### Written request
Reproduce every one of the rows below, changing each occurrence of "drop a marker" to "place a pin" and keeping all other text the same. Omit the pictures from your response.

[Coordinate annotation records]
-=-=-

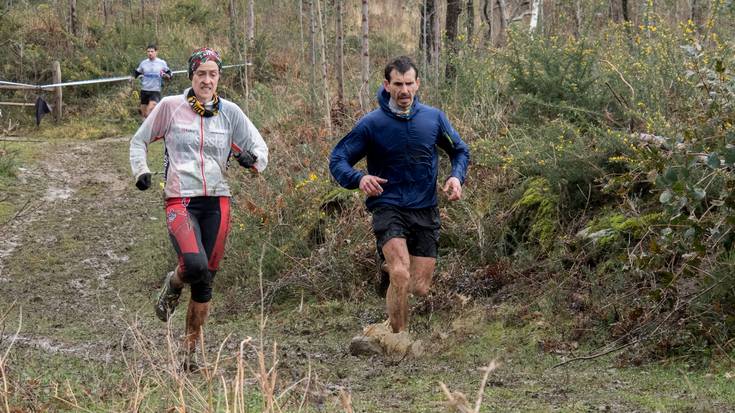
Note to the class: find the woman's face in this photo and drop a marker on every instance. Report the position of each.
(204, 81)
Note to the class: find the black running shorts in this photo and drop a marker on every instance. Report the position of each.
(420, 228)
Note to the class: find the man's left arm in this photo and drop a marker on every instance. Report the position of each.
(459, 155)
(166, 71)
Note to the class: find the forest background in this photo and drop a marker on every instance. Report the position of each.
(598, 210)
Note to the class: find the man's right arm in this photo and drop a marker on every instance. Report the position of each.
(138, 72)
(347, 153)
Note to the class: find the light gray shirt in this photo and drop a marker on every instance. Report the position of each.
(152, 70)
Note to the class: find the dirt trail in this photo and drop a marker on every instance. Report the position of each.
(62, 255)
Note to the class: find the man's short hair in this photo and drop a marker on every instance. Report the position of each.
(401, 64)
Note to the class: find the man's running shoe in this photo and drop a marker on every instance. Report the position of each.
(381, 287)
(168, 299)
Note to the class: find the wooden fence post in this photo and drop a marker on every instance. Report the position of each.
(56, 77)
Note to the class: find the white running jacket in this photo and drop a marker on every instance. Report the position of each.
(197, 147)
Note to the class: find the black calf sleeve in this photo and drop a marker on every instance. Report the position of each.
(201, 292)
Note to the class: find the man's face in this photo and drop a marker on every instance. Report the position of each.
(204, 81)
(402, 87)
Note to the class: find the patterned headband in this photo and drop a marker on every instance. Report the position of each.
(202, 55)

-=-=-

### Final result
Note to the class: find the woman's face in this photo and place a pin on every instance. Report the position of each.
(204, 81)
Note to the class: find the black running shorts in this photo and place a pin on every instance. Report the position of each.
(420, 228)
Note to the class: find the man's left arm in this photo and place a pin on every instance. Report the position of each.
(459, 155)
(166, 71)
Note to the class: find the forest background in this photo and place a pin on every instance. Report the position of each.
(598, 210)
Note to the class: find the man's right arm in this photo and place a pin on every instance. Report the position of each.
(138, 72)
(347, 153)
Note to the class: find the light gray shirt in this photo and place a pin on every instance. Report the position of each.
(152, 70)
Note to the class: find the dirt trail in this photo and place a pin on every instance. Report the position of each.
(62, 255)
Note to the class: find the man's short hair in this photo and place a pin on every instance. Report the position of each.
(401, 64)
Note to the class: find the man's running shoe in this photo and place a pin on every instance. Report the position of each.
(381, 287)
(168, 299)
Note to the class: find the wooden fence post in this photo and place a pin on every instance. Report the position of each.
(56, 77)
Note to the class: find the white running jacket in this photo and place a pin on every instance. Report the position of each.
(197, 147)
Note to the class: find the black calf sleeve in this photo and place a pin on every instance. Report the position of each.
(201, 292)
Note to the class: find the man's face in this photo and place a pin on every instance. Report the position of each.
(204, 81)
(402, 87)
Note to the class: find the patterned headband in this photo and place a pin on every instance. Report the position of each.
(202, 55)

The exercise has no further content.